▸ Passage to read

For a cut-throat world as divisive, narcissistic, conceited and competitive as Hollywood proved to be time and again, to be able to rise to the occasion in unison, so selflessly, so kind to each other, and in such good humor, it demonstrated not only a firm and resolute collective character, but also the maturity of a social group that has finally grown a backbone. It was a great moment, with substantial social consequence, as well as a great fashion moment, a protest symbol as part of a larger, deliberate statement.

The sea of black showed women standing together united, asking for a complete change of the rules that have debased their lives and experiences for far too long. What added to it was also the designers’ extraordinary creativity in managing to set apart each one of the hundreds of attendees – no two black dresses looked alike, no two tuxedos were identical. Each participant, emerging young hopeful or fully-fledged celebrity, got his moment in the spotlight, her message listened to, and enjoyed their individuality in solidarity. Like every time when people do something significant that is in line with what they believe, the experience felt transformative and exhilarating.

I crossed my fingers for the feeling to last and the potentially-iconic movement to evolve with wisdom, that is to avoid falling out of one extreme into another and the too tempting dérapage in between. Born and raised in Europe, with a decades-long life experience on two continents, where I got to work with several different cultures, I’m comfortable with men’s gallantry, friendly banter, witty innuendos and clever flirting, as I’ve come to know how to receive a compliment gracefully and diffuse with humor awkward attempts or ambiguous situations. But things are never quite so simple, nor are they only black and white. As women, we walk an extremely fine line to navigate through a world where a patriarchal, obsolete mindset is the norm, and the simple notion of being valued as equals at all times remains a daily uphill battle; yet we crave men’s respect and support in our lives as much as we crave their attention, affection and love. Nevertheless, what we wear and how we wear it should always be perceived as the creative expression of ourselves, and never as an invitation or excuse for any kind of aggression.

The 21st century woman doesn’t put up with a culture of gender-based victimhood anymore, as she’s too busy creating an environment of normality, regard, savoir-faire and joie de vivre. Speaking of which, respecting women’s passion for fashion and for the infinite possibilities it generates to celebrate our individuality, should be a mark of any civilized society. For dignity, like beauty, is in the eyes of the beholder as well.

The fashion styles introduced by this Spring-Summer season are a welcome visual and attitudinal antidote to any sense of hopelessness, helplessness or disdain still felt by women worldwide.

First of all, we get to wear potent, fully-saturated colors, bright monochromes or color-blocked, lively shades of pastels, but no neutrals at all. Lavender is the king-color of the warm season, crowning the purple shades palette that goes from pale lilac, African violet, and amethyst to antique fuchsia, rich magenta, and aubergine. I wonder whether the prevalence of purple shades this season has anything to do with purple being the color associated with dignity, power and wisdom, or it’s just a coincidence. Well, let’s just say that the enduring use of ‘suffragette white’ by women protesters all over the world is a fair indicator of fashion’s force as a tool for dissent; so, coincidence? I think not!  Lavender is closely followed by sporty neon orange (aka the safety orange), considered to be the new millennial pink, brilliant yellow, apple green and glossy copper.

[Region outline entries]
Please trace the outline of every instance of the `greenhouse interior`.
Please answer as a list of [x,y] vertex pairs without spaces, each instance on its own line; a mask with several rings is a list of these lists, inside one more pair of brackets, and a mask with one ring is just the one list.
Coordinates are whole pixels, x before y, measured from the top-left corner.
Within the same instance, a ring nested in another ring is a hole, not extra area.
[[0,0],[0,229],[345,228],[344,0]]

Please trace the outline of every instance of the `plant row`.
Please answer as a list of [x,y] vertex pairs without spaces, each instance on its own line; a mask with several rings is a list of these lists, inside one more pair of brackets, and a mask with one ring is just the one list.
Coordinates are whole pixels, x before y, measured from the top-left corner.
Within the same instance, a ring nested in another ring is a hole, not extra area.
--
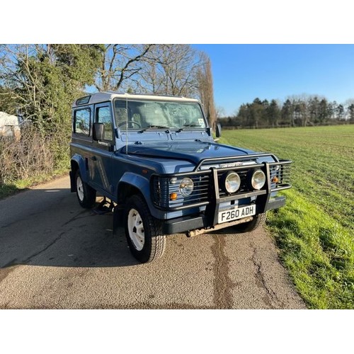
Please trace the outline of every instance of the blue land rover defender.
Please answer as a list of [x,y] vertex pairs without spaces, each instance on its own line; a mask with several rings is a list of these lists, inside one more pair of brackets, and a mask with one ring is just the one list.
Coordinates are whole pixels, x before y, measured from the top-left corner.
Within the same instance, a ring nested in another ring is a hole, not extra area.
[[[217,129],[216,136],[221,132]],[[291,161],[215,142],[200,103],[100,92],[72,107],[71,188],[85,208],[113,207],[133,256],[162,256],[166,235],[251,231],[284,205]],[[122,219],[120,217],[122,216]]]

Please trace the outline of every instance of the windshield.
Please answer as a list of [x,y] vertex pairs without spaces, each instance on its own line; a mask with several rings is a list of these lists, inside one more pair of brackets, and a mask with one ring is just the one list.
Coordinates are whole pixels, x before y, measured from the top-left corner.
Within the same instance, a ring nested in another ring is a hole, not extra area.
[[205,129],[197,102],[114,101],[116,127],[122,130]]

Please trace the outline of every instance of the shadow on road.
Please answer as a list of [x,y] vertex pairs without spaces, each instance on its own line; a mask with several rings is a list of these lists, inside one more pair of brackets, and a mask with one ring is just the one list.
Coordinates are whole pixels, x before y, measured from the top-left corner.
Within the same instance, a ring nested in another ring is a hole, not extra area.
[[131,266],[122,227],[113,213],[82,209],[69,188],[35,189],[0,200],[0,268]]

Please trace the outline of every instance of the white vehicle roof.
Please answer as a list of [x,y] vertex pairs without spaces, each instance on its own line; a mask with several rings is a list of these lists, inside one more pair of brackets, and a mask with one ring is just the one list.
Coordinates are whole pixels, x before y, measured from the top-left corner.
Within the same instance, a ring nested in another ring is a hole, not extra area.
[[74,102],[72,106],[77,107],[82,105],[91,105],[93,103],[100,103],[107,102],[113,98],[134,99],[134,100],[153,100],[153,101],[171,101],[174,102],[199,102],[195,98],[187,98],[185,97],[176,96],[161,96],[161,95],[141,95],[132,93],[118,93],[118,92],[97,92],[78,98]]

▸ What you will do
1. From the essay on women and fashion, extract the passage starting with "First of all, we" and going on through "and glossy copper.".
2. Write the next part of the essay on women and fashion, picking up right after its final sentence.
The region outline entries have nothing to do with what you are asked to do here.

▸ Answer set
1.
First of all, we get to wear potent, fully-saturated colors, bright monochromes or color-blocked, lively shades of pastels, but no neutrals at all. Lavender is the king-color of the warm season, crowning the purple shades palette that goes from pale lilac, African violet, and amethyst to antique fuchsia, rich magenta, and aubergine. I wonder whether the prevalence of purple shades this season has anything to do with purple being the color associated with dignity, power and wisdom, or it’s just a coincidence. Well, let’s just say that the enduring use of ‘suffragette white’ by women protesters all over the world is a fair indicator of fashion’s force as a tool for dissent; so, coincidence? I think not!  Lavender is closely followed by sporty neon orange (aka the safety orange), considered to be the new millennial pink, brilliant yellow, apple green and glossy copper.

2.
Denim is another staple of the season, present in a deep, double-dark indigo shade with much less embellishments and ripped-effects, giving a polished, more sophisticated look. Head-to-toe denim is seen proper even as evening attire for a formal event, when bejeweled and paired with exclusive accessories. 

The trench-coat gets a makeover as well, using new cuts and trimmings on unusual fabrics, all shiny and slick. Fashion designers propose trench-dresses as well, in heavy silk, brocade, organza, satin or taffeta.

This warm season everything fashionable is see-through, nimble and illuminated. From dusk till dawn we wear tulle, lace, sheer silk and plastics – an avant-garde trend taking over from vinyl in trench-coats, windbreakers, hats, handbags and knee-high boots; we jiggle fringes, feathers and drawstrings; and we elevate our silhouettes with metallic shades, rainbow sequins or shimmering polka-dots.

To keep us grounded, a 90s urban vibe brings to the table a genderless and utilitarian style, emphasized by au naturel make up. From super casual to dressier, we can choose from anoraks, parkas, deconstructed jackets, work-wear jumpsuits with multi-pockets and zillion zippers, extra-long shirts worn as dresses, short suits (long jackets with short pants or skirts), or high-cut bodysuits with low-cut pants. Utilitarian doesn’t mean flairless at all, because the down-to-earth look is smartened up by whimsy scarves, turbans, single earrings and the unexpectedly omnipresent fanny pack. Yes, you heard me right. The silly fanny pack we are so used to associate with zany travellers is the uncontested ruler of this season’s handbags. Worn over the shoulder like a real handbag, or around the waist traditional-way, we get to see it paired even with evening attire and in most formal happenings. You ask me, I find the accessory insufferable. But dozens of looks from worldwide runways beg to differ.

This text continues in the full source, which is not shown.